start Information shown
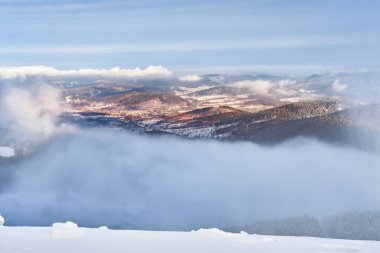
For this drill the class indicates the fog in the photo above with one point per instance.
(109, 177)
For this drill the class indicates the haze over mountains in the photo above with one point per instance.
(257, 162)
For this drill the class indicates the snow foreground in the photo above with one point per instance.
(68, 237)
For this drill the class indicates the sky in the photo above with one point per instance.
(189, 33)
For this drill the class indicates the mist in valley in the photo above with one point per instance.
(110, 177)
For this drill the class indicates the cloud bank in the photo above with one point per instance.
(104, 177)
(269, 88)
(116, 72)
(190, 78)
(29, 114)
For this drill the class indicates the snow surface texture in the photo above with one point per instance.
(44, 240)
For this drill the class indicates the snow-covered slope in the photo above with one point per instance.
(67, 237)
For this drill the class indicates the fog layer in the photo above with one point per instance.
(108, 177)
end Information shown
Exercise:
Pull every line of the entries above out word for word, and leave the picture out of your answer.

Response to this task:
For this drill the class indicates the fog in the photo above with one point per instance.
(109, 177)
For this drill the class indicates the haze over mountains in the photo above with one point per instance.
(257, 162)
For this drill the class indicates the snow foreground in the photo above with one point per instance.
(68, 237)
For this drill the class indicates the sky in the photo above with one point per instance.
(189, 33)
For this drill the class indicates the mist in valley in the photo above with one point per instance.
(110, 177)
For this drill the class indicates the cloud bank in the photo above with one point per instance.
(104, 177)
(269, 88)
(116, 72)
(190, 78)
(29, 114)
For this drill the class indicates the snow surface texture in the photo above with one point per instance.
(44, 240)
For this drill the class indicates the snow-covered slope in the photo above with one point per instance.
(67, 237)
For this drill the class indicates the fog layer in the photo above with one point per instance.
(108, 177)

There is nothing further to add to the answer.